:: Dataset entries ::
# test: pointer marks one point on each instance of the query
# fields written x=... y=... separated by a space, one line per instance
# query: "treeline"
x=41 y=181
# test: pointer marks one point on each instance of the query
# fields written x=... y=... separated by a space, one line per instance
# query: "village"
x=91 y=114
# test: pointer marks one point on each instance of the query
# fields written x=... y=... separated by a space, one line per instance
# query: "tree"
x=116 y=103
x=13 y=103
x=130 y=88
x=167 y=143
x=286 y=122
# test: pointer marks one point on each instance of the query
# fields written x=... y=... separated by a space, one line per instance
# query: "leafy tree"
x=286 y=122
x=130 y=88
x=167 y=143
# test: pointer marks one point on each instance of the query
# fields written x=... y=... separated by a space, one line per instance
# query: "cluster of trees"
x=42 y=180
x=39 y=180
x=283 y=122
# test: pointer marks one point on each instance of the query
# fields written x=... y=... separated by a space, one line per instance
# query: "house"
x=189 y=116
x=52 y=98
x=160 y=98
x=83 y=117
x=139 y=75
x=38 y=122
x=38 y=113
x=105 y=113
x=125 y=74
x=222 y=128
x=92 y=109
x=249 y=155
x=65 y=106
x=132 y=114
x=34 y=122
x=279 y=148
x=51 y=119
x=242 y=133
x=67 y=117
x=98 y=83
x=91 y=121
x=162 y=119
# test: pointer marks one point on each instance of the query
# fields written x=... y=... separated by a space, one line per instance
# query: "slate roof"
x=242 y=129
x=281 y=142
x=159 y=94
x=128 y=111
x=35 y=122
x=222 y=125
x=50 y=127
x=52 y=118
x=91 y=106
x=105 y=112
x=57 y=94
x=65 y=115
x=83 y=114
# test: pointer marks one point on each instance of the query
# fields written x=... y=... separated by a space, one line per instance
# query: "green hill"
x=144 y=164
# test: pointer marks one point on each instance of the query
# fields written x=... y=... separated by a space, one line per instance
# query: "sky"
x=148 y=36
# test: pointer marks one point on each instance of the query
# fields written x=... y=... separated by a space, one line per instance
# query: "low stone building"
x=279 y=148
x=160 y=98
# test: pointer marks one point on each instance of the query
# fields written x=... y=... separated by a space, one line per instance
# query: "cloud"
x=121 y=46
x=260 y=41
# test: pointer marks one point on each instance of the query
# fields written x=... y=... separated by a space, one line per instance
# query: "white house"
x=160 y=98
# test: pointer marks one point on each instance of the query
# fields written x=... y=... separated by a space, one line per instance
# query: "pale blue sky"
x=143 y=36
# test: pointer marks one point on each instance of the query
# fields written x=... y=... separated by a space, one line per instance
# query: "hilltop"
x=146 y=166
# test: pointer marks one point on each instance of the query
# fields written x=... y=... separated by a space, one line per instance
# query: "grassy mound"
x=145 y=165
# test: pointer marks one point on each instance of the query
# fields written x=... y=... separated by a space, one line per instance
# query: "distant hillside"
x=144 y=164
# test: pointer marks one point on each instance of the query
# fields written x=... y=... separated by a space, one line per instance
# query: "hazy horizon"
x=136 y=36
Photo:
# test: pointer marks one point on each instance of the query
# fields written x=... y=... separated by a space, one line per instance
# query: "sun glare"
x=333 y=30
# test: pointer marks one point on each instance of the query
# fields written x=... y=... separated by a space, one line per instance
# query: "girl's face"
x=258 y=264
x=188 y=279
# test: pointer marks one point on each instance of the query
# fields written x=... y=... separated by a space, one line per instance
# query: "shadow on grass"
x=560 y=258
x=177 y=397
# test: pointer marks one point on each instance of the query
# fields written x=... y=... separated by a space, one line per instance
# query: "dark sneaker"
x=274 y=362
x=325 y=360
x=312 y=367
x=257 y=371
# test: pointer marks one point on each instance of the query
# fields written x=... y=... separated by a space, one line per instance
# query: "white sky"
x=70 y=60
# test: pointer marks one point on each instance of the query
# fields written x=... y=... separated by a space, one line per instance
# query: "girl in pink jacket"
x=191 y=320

:: WHAT TO PRODUCE ::
Your answer should be every entry above, repeated exactly.

:: RESPONSE AREA ::
# test: pointer marks one point on each instance of the query
# fields written x=... y=... separated by a space, one line per instance
# query: "treeline"
x=41 y=181
# test: pointer marks one point on each instance of the query
# fields written x=... y=... separated by a space, one line per instance
# query: "village"
x=91 y=114
# test: pointer marks one point on each instance of the query
# fields written x=... y=... separated by a space, one line per instance
# query: "tree"
x=116 y=103
x=13 y=103
x=130 y=88
x=167 y=143
x=286 y=122
# test: pointer marks one point on each instance of the query
# fields written x=... y=... separated by a space, one line per instance
# query: "leafy tree"
x=286 y=122
x=130 y=88
x=167 y=143
# test: pointer marks one point on each instance of the query
# fields written x=... y=... separated by a space, one line per instance
# query: "cluster of trees"
x=42 y=180
x=39 y=180
x=283 y=122
# test: pointer marks one point on each instance of the query
# fields written x=... y=... separated by a space, one line per instance
# query: "house"
x=189 y=116
x=52 y=98
x=160 y=98
x=83 y=117
x=139 y=75
x=38 y=122
x=38 y=113
x=105 y=113
x=125 y=74
x=222 y=128
x=92 y=109
x=249 y=155
x=65 y=106
x=132 y=114
x=34 y=122
x=279 y=148
x=51 y=119
x=242 y=133
x=67 y=117
x=98 y=83
x=91 y=121
x=162 y=119
# test: pointer marks one point on each instance of the query
# fields written x=... y=... separated by a space, one line per instance
# query: "slate roof"
x=242 y=129
x=281 y=142
x=159 y=94
x=128 y=111
x=35 y=122
x=222 y=125
x=50 y=127
x=52 y=118
x=91 y=106
x=105 y=112
x=57 y=94
x=65 y=115
x=83 y=114
# test: pointer marks one point on each instance of the query
# fields written x=... y=... separated by a space, one line per instance
# query: "green hill"
x=144 y=164
# test: pointer marks one point on each instance of the query
# fields written x=... y=... separated by a space, one line per instance
# query: "sky"
x=148 y=36
# test: pointer marks one point on each instance of the query
# fields written x=... y=... separated by a space, one line per instance
# query: "low stone building"
x=279 y=148
x=160 y=98
# test: pointer marks one point on each instance of the query
# fields written x=... y=... separated by a space, one line per instance
# query: "cloud"
x=121 y=46
x=260 y=41
# test: pointer marks one point on each instance of the query
# fields written x=... y=... separated by a space, one line per instance
# query: "white house"
x=160 y=98
# test: pointer marks one point on each instance of the query
# fields written x=... y=... separated by a space, one line per instance
# query: "pale blue sky"
x=143 y=36
# test: pointer marks one point on each instance of the query
# fields written x=... y=... separated by a space, one line per instance
# query: "hilltop"
x=146 y=166
# test: pointer marks one point on each instance of the query
# fields written x=... y=... separated by a space, one line per instance
# query: "grassy mound"
x=145 y=165
# test: pointer marks one point on each instance of the query
# fields written x=... y=... separated by a space, one line per instance
# query: "distant hillside"
x=144 y=164
# test: pointer marks one point on each instance of the query
# fields written x=... y=... separated by a space, one line per instance
# query: "hazy horizon"
x=136 y=36
Photo:
# test: pointer marks one point on each instance of the query
# fields written x=... y=... separated by a space, one line per instance
# query: "sun glare"
x=333 y=30
# test: pointer marks one point on each instance of the query
# fields written x=... y=... separated by a space, one line per instance
# query: "girl's face"
x=258 y=264
x=188 y=279
# test: pointer marks one point on each instance of the query
# fields written x=... y=... separated by a space, one line per instance
# query: "shadow on grass"
x=560 y=258
x=177 y=397
# test: pointer marks one point on each instance of the query
# fields written x=... y=... separated by a space, one line per instance
# query: "dark sneaker"
x=274 y=362
x=325 y=360
x=312 y=367
x=257 y=371
# test: pointer marks one point on each instance of the query
# fields written x=... y=... separated by a space, one line per instance
# query: "white sky"
x=70 y=60
# test: pointer marks one point on each instance of the query
# fields written x=... y=... separated by a space, one line per instance
# query: "girl in pink jacket"
x=191 y=320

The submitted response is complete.